### Request:
Copy out the part of the material below that opens with the line containing "Game engine object recognition — detect small tree" and closes with the line containing "0, 40, 61, 136". Keep every line in that stretch unchanged.

### Available data:
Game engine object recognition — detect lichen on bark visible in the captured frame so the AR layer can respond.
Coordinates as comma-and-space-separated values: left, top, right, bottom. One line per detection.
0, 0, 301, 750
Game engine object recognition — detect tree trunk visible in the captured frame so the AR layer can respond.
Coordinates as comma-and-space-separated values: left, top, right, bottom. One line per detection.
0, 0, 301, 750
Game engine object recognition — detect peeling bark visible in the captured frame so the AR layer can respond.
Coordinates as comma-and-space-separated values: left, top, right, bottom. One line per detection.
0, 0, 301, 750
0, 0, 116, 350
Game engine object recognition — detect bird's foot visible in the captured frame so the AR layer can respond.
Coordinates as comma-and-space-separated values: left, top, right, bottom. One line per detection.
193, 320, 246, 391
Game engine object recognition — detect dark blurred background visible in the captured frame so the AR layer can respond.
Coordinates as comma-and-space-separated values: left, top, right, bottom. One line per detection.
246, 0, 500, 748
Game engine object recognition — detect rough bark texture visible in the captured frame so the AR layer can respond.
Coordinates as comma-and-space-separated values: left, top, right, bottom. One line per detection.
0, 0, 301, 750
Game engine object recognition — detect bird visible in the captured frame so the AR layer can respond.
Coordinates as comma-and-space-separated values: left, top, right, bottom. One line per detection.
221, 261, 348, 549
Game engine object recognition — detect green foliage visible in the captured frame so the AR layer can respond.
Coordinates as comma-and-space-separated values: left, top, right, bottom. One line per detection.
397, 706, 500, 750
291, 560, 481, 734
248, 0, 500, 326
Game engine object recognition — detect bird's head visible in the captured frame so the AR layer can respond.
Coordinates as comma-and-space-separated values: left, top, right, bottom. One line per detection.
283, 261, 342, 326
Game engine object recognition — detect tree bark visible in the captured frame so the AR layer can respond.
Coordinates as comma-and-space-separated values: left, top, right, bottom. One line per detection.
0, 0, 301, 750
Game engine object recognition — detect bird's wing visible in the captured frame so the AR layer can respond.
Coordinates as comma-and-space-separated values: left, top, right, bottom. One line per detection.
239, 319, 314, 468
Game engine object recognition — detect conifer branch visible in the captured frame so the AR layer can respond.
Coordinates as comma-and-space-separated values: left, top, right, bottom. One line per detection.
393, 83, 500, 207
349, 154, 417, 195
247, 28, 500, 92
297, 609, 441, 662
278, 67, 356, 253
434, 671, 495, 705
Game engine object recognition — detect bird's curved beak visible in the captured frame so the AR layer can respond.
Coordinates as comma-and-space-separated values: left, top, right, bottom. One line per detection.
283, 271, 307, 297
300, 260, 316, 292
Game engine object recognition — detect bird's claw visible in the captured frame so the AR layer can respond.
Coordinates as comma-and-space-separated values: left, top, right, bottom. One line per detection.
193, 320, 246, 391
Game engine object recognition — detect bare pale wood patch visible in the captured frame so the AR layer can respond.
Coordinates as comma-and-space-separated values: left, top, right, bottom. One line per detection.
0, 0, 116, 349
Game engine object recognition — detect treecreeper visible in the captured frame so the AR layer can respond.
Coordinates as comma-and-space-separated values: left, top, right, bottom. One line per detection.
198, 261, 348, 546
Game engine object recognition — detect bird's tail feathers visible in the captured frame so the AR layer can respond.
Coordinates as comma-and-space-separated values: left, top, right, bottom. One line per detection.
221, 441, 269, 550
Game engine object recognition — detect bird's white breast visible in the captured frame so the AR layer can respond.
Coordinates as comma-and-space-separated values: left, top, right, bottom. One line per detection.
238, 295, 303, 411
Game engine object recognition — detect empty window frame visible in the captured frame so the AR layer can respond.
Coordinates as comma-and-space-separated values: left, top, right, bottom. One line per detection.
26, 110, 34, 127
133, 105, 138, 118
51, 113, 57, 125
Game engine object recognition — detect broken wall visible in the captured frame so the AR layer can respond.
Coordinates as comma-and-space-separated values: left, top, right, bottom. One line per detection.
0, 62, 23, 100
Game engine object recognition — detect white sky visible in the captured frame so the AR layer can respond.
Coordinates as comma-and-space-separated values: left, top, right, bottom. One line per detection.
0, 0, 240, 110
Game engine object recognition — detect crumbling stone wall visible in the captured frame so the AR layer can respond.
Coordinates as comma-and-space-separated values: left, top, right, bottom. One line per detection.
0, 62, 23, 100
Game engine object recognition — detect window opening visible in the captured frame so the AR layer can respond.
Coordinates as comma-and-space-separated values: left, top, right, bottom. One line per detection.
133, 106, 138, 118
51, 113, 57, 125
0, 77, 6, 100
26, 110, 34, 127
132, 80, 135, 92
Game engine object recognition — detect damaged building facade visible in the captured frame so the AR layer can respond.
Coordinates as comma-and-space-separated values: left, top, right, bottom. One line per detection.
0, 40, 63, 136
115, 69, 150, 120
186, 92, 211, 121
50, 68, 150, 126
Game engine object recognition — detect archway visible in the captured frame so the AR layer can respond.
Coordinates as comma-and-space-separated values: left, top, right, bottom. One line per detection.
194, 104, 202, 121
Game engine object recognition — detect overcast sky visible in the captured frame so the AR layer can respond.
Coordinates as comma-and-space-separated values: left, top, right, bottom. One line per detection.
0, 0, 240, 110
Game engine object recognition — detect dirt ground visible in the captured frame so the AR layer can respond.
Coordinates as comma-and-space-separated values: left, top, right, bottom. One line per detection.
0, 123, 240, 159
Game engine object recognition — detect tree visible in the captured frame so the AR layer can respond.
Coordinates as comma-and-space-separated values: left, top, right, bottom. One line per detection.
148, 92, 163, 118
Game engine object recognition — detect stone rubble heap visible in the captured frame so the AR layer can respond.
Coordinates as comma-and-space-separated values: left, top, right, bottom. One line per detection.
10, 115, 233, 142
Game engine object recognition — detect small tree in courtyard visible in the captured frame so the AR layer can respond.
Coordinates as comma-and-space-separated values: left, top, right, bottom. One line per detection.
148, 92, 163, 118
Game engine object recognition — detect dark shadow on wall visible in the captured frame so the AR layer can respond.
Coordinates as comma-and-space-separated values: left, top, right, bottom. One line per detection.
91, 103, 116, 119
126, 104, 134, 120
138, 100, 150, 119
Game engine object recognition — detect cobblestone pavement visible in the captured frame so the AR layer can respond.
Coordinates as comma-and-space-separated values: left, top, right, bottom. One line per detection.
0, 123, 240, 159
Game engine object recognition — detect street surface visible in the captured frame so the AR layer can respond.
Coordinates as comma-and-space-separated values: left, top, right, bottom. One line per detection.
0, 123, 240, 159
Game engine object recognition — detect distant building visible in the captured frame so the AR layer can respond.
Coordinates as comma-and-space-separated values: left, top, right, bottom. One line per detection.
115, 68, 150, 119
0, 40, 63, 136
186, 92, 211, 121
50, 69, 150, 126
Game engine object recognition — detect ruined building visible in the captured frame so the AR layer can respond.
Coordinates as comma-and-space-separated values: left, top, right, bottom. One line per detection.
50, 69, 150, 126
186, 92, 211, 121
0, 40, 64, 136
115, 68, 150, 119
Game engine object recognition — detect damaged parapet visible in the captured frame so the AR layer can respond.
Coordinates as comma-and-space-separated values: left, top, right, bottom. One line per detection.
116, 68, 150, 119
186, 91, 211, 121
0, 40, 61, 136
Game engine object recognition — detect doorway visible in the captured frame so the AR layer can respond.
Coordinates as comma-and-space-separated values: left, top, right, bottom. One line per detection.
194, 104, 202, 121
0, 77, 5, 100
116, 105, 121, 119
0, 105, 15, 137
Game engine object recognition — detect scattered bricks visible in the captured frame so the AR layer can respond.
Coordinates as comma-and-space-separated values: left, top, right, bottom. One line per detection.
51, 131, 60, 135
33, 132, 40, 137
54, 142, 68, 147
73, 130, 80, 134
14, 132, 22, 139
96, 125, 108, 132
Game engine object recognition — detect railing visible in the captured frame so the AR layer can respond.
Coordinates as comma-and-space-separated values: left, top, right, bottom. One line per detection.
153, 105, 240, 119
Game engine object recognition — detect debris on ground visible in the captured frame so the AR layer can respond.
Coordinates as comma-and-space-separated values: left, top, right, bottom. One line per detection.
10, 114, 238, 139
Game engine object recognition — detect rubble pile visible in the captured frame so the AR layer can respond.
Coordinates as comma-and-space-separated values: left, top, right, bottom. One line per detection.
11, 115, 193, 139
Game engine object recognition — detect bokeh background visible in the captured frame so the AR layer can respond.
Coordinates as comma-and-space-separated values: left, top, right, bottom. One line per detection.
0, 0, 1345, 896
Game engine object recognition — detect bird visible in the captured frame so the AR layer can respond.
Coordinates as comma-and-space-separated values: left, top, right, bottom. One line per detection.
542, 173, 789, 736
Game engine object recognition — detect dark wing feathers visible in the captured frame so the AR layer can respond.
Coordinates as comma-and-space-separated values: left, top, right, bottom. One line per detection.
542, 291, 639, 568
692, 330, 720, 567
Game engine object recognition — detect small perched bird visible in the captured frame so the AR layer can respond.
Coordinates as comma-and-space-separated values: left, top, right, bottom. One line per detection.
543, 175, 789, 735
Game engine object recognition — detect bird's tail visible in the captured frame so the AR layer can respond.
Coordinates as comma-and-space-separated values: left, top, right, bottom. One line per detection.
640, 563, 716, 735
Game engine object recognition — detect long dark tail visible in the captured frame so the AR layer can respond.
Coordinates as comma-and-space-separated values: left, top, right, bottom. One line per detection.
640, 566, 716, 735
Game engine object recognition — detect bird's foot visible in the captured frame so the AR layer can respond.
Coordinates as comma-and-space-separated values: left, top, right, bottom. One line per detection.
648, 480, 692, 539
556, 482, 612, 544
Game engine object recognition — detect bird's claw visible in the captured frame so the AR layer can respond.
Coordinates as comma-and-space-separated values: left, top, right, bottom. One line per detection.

### Exercise result:
Game engine object recognition — detect small tree in courtyard visible in the captured frame so the AR layer can respond.
Coordinates as comma-and-space-separated values: left, top, right, bottom. One line per detection.
148, 92, 163, 118
Game engine object recognition — detect dark shadow on wall visible in the captured frame so the AR layer can respond.
Coordinates as comma-and-space-separated values: left, top, right, bottom. One line per detection.
91, 103, 116, 119
126, 104, 134, 120
138, 100, 150, 119
Game engine object recognition — detect cobblestone pavement visible in the captured frame so the AR layer can respond.
Coordinates as comma-and-space-separated values: left, top, right, bottom. One line per detection.
0, 123, 240, 159
Game engine object recognition — detect street surface visible in the captured frame so the AR layer can respond.
Coordinates as comma-and-space-separated values: left, top, right, bottom. One line per detection.
0, 123, 240, 159
Game engine object recognition — detect distant building visible in the captured frame so the AR layer can respond.
Coordinates as comma-and-space-separated values: left, top, right, bottom. One line per detection.
115, 68, 150, 119
0, 40, 63, 136
186, 92, 211, 121
50, 69, 150, 126
Game engine object recognition — detect ruined building visible in the captured frame so the AR layer can respond.
Coordinates as comma-and-space-separated values: left, top, right, bottom. One line per detection.
50, 69, 150, 126
186, 92, 211, 121
0, 40, 64, 136
115, 68, 150, 119
Game engine object recognition — detect damaged parapet visible in the captured frame so the AR layer can respond.
Coordinates as comma-and-space-separated values: left, top, right, bottom. One line per detection.
116, 68, 150, 119
186, 91, 211, 121
0, 40, 61, 136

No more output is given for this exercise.